Job
From the records below, copy out each line that contains the word "shoulder", leaving the lines unchanged.

Excerpted data
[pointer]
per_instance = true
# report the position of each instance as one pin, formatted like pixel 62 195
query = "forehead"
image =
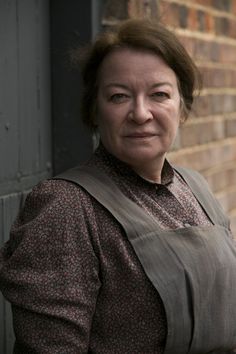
pixel 128 63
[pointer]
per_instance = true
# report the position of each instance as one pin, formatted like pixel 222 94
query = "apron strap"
pixel 131 216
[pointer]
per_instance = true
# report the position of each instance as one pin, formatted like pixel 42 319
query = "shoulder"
pixel 55 199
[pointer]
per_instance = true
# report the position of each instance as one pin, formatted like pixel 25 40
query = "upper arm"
pixel 50 274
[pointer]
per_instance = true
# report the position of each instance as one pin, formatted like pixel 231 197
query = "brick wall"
pixel 207 141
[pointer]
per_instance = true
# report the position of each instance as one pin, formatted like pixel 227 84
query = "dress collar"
pixel 114 165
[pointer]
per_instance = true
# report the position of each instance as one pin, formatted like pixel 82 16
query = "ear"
pixel 183 111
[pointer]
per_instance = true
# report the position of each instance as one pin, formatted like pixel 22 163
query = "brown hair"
pixel 144 35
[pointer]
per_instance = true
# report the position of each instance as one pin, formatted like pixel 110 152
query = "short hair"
pixel 141 34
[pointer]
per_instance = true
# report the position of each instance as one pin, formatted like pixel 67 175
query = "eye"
pixel 119 98
pixel 160 95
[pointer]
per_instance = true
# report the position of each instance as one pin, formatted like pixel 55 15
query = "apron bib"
pixel 193 269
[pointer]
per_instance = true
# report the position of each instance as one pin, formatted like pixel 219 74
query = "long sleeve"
pixel 49 272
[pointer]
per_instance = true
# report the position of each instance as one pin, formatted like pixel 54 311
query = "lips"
pixel 140 135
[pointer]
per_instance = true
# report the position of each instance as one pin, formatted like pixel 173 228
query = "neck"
pixel 150 173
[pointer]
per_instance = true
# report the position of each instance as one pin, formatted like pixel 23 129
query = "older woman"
pixel 126 254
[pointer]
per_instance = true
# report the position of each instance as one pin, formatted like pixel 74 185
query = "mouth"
pixel 140 135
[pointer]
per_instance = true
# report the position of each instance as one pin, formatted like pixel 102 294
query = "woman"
pixel 126 254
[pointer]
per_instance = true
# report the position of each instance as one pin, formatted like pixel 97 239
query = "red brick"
pixel 201 132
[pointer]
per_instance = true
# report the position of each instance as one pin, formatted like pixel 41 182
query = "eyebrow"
pixel 116 84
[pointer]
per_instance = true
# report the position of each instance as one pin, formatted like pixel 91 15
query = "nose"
pixel 140 112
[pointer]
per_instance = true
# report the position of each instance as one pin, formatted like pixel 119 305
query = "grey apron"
pixel 193 268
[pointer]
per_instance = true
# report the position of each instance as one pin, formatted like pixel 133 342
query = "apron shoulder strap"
pixel 99 185
pixel 204 195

Task response
query = "shoulder"
query = "apron shoulder strap"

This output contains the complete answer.